START TEXT PROVIDED
A late-summer burn can really be a draw for bucks feeding the final days of antler growth before rubbing their velvet off. The freshly burned soil supercharges the nutrients there and if performed in a recent clear-cut, can spawn the growth of countless tasty, green shoots in a matter of weeks following the fire. Hang a stand in a mature tree that borders the open areas, preferably in one that is situated in a spot that creates a pinch point, whether between a ridgeside and the treeline or along a creek edge Streamside Management Zone. If the burn was performed to clear the understory in a stand of young pines-too small for hanging a stand-don’t be bashful about going with a ground blind. Place it in a point that reaches into a surrounding open area or along a creek edge or other natural travel corridor as evidenced by the worn trails of deer through the cover and make sure you have created ample shooting lanes.
Another trick for increasing fresh browse is to find a spot where you can get a small lawn tractor or your ATV and a pull-behind mower and cut some strips along a powerline right-of-way, a logging road or edge of a swamp or beaver pond. The cut area will produce fresh green shoots that will draw deer until mid-fall when growth begins to slow.
Find the Fruit
While obvious choices such as an overgrown abandoned orchard of apples or other fruit trees are more common in the Northeast, don’t overlook natural fruit sources such as scuppernong or muscadine grapes and that whitetail favorite, persimmons, throughout the whitetail’s range. Walk your property now to find these natural food sources in time to capitalize on them when the season opens. You can focus your search near old home places Check to see that they are producing fruit that will ripen nicely come late September and early October.
In fact, you may even wish to go into the area (if you have permission) and clear out some of the trash trees crowding around these fruit producers to allow them more sunlight for better growth. The better the trees or vines are able to produce, the more deer they will attract.
Once you identify a producing fruit tree or vine, set your stand along a pinch point in close proximity to it such as along a bend in a creek or in two converging points of thick brush, but make sure you are still within site of the food source. You don’t want to shoot a buck right off the natural feed, but rather as he approaches it.
Work the Fields
As soybeans come in and corn begins to be cut, deer will hit the man-planted crops with abandon. But there’s a right way and wrong way to hunt a field, particularly when using a bow that will give you an ideal range for most hunters off less than 35 yards, and particularly, if your property is more field than forest.
First, unless your club or lease is shared with a bevy of bowhunters (or overeager gun hunters already traipsing all over the property), deer at your place shouldn’t feel overly pressured yet. That means they are apt to still come to the fields to feed. For this reason, at least initially, don’t venture too far into the woods surrounding crop fields. You’re more likely to blow bedded deer out of the limited cover. Instead, keep your stands downwind of heavily used deer trails entering the fields. Better yet, spend each evening glassing a field until you’ve identified a bruiser buck entering the same spot and same rough time two or three evenings in a row. The next afternoon, get out there early and set up within 25 yards downwind of the spot where he’s been entering. This might be your one best shot to connect on an early-season trophy.
END TEXT PROVIDED
START STORED RECORDS
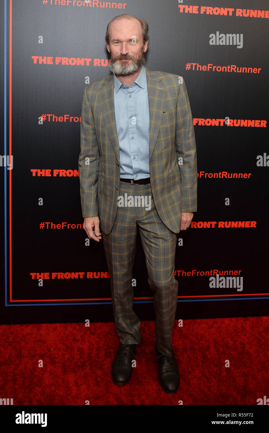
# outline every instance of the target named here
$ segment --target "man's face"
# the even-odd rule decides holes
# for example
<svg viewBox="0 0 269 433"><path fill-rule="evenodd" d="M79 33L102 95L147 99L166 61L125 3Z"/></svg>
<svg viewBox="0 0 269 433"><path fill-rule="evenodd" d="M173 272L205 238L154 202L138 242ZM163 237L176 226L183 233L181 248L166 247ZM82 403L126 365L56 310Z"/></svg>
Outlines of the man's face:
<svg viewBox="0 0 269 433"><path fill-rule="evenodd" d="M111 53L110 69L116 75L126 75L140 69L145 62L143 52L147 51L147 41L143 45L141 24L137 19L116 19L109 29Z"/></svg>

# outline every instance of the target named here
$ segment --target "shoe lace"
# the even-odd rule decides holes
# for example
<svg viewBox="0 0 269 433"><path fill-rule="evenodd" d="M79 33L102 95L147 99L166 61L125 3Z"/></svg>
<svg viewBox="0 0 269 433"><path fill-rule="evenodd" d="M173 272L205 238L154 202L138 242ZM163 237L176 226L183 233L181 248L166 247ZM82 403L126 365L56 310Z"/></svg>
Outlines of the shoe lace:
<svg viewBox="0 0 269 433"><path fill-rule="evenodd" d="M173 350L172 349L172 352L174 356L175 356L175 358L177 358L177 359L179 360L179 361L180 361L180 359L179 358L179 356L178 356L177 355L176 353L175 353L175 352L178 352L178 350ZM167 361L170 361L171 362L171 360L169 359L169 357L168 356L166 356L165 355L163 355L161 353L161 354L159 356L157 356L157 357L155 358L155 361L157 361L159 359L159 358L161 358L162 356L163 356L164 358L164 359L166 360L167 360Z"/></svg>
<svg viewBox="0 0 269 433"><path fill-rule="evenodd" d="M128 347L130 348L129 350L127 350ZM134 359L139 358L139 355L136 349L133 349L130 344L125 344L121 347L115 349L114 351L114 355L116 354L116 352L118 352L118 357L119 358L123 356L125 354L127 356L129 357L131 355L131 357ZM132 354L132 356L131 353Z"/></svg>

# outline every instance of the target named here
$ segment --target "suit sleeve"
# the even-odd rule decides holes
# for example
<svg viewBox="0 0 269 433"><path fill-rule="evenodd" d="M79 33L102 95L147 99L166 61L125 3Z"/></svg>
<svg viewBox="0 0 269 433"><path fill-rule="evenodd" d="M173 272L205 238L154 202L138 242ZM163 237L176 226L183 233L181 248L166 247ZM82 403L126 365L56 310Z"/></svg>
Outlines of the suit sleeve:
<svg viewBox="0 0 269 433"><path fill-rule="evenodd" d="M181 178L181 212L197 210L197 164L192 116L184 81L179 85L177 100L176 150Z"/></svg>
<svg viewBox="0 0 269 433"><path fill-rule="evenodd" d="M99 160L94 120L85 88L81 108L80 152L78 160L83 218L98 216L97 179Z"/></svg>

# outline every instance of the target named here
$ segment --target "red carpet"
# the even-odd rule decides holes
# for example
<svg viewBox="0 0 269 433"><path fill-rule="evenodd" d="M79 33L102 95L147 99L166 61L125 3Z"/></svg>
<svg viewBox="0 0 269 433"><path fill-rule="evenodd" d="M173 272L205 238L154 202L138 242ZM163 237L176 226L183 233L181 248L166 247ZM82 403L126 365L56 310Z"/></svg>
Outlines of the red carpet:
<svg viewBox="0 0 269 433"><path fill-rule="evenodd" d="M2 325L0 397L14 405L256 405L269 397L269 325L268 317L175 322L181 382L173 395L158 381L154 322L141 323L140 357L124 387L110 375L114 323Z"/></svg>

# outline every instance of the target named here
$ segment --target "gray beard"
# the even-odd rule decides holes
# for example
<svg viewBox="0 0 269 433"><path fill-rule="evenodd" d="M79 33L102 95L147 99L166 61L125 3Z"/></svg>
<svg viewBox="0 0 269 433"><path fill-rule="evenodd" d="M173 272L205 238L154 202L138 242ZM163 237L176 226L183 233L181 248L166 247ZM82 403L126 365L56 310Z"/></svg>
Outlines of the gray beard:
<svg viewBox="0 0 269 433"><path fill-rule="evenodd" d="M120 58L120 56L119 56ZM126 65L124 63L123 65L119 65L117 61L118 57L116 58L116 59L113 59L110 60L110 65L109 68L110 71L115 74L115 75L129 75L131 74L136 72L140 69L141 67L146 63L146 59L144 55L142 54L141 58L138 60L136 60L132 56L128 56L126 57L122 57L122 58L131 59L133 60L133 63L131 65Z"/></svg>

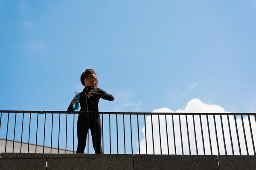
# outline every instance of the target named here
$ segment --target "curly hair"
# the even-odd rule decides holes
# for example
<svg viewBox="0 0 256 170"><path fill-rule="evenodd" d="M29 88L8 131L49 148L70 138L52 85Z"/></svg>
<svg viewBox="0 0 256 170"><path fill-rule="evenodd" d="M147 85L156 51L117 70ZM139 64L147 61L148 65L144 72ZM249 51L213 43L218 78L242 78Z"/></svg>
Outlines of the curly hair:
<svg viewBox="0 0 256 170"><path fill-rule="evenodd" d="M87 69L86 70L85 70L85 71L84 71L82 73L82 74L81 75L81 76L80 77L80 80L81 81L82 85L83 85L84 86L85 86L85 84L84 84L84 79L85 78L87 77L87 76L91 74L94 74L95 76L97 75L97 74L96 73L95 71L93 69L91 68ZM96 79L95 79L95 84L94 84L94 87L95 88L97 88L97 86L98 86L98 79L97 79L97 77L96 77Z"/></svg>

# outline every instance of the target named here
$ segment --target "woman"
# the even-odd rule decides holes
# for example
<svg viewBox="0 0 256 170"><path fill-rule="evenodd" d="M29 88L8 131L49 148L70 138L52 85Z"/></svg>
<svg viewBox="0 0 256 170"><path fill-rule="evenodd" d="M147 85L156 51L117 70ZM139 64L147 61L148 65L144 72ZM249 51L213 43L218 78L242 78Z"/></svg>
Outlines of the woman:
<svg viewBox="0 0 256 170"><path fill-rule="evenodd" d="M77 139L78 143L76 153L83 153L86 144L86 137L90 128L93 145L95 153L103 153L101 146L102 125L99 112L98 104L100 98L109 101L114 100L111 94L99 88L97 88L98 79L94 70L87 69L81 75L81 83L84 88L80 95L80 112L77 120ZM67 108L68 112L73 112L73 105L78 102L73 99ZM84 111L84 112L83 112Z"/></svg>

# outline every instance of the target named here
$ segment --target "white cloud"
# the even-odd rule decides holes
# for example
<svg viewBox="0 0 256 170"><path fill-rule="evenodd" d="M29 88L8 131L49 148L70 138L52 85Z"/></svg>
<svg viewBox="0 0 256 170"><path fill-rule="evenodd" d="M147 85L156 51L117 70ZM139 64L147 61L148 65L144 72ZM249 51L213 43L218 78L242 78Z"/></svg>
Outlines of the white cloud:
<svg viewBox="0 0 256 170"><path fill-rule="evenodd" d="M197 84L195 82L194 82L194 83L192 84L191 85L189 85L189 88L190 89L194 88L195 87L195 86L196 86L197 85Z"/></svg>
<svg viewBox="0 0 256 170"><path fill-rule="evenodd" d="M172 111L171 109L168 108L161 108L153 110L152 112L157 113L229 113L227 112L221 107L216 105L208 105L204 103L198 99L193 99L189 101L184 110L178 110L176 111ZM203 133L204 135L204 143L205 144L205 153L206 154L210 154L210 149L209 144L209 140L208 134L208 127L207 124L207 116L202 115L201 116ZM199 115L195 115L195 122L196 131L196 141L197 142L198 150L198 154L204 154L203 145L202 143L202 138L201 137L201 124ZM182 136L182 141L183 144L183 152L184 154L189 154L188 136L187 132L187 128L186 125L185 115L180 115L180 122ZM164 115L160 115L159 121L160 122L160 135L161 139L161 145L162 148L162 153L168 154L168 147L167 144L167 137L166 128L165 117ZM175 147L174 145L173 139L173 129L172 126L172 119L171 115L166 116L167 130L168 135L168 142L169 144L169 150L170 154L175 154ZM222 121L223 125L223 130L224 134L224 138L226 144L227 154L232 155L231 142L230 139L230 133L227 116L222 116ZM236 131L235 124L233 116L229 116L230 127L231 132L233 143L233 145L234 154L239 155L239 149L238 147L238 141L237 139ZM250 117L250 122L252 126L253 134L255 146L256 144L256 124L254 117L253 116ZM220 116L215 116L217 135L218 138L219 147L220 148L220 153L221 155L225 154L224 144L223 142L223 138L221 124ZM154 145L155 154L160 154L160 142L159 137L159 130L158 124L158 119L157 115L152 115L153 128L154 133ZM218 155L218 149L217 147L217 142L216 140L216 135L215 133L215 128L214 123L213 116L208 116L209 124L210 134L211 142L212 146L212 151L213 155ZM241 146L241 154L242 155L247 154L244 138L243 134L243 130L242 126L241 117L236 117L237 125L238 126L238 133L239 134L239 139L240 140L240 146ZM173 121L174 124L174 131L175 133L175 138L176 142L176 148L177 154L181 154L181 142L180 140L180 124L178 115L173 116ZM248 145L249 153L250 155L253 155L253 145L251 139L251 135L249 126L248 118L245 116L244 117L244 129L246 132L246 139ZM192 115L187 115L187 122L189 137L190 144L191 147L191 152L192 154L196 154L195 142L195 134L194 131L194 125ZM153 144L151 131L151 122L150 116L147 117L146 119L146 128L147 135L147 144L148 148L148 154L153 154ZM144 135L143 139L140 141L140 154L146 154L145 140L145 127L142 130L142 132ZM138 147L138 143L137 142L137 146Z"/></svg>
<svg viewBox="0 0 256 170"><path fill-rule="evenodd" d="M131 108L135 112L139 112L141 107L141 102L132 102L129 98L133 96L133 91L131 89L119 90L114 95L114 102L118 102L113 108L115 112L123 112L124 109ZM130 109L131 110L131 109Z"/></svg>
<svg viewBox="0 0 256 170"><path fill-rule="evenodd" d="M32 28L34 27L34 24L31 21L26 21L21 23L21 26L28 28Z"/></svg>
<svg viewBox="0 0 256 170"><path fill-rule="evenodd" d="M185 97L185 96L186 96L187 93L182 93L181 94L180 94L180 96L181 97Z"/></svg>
END STORED RECORDS
START STORED RECORDS
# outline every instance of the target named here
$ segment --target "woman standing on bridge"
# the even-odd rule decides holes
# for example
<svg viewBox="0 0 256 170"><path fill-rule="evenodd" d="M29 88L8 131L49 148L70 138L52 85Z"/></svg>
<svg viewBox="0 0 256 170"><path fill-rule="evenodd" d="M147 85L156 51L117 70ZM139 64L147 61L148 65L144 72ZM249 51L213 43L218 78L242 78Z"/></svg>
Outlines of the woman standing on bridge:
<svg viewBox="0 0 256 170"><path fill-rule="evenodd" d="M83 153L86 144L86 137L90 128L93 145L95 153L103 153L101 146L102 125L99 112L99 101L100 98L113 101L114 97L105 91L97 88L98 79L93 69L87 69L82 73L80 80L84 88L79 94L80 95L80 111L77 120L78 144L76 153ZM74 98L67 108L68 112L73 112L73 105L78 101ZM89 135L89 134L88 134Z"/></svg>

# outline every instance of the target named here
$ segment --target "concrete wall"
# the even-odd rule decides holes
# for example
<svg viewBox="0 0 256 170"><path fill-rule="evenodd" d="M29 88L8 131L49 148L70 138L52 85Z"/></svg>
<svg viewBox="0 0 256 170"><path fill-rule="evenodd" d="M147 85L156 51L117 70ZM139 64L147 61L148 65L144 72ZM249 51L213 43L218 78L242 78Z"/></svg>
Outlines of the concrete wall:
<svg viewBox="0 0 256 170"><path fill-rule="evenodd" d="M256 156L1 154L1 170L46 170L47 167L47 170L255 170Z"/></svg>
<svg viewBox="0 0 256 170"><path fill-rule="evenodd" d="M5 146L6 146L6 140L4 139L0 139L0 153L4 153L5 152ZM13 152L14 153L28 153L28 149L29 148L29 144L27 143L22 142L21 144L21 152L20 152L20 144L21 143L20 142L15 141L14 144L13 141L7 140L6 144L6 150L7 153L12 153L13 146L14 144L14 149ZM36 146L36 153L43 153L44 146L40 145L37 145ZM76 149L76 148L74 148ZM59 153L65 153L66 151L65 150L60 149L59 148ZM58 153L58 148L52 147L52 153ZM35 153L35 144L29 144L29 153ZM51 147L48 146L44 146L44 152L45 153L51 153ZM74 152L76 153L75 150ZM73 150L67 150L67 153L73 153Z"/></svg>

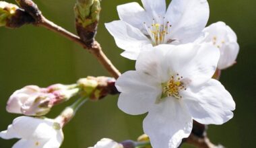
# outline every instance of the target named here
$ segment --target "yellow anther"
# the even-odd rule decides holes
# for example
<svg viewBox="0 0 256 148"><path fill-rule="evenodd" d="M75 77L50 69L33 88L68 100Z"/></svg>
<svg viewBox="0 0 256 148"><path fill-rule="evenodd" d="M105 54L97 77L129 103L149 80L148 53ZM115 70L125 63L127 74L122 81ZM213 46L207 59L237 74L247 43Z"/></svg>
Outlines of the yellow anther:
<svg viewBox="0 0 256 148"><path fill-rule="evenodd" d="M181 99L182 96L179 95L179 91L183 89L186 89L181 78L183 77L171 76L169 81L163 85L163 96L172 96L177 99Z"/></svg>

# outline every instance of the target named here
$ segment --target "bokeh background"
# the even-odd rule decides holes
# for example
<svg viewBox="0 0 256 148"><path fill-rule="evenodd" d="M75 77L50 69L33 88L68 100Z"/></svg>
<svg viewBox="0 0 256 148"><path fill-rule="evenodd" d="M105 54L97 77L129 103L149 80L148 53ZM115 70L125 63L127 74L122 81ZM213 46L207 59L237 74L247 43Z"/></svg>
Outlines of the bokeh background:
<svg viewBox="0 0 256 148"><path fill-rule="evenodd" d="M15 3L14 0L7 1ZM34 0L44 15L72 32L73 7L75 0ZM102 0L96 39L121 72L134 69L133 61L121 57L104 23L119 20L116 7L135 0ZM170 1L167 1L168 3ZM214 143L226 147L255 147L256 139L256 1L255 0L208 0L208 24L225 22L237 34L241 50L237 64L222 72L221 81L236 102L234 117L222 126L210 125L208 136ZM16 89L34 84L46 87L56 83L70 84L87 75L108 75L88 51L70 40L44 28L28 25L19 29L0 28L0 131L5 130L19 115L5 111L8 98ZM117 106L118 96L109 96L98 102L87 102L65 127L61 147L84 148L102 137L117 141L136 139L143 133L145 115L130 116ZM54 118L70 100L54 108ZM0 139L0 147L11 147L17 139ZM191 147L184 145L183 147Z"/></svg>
END STORED RECORDS
EXERCISE PROMPT: Rewrite the bowhunting tips between "First, unless your" and "an early-season trophy.", inclusive, so that "glassing" becomes "scanning".

WORKED SOLUTION:
First, unless your club or lease is shared with a bevy of bowhunters (or overeager gun hunters already traipsing all over the property), deer at your place shouldn’t feel overly pressured yet. That means they are apt to still come to the fields to feed. For this reason, at least initially, don’t venture too far into the woods surrounding crop fields. You’re more likely to blow bedded deer out of the limited cover. Instead, keep your stands downwind of heavily used deer trails entering the fields. Better yet, spend each evening scanning a field until you’ve identified a bruiser buck entering the same spot and same rough time two or three evenings in a row. The next afternoon, get out there early and set up within 25 yards downwind of the spot where he’s been entering. This might be your one best shot to connect on an early-season trophy.